**Données de l'exercice:**
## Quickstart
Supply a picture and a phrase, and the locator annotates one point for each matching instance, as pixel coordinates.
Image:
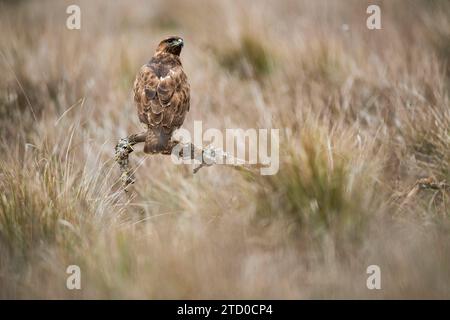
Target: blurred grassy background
(363, 114)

**Consigne:** Relevez et recopiez chaque ligne des enregistrements qui contient la chaîne « phrase ». La casse compte.

**Corrigé:**
Supply a picture and a phrase, and the locator annotates one point for each matching instance, as pixel coordinates.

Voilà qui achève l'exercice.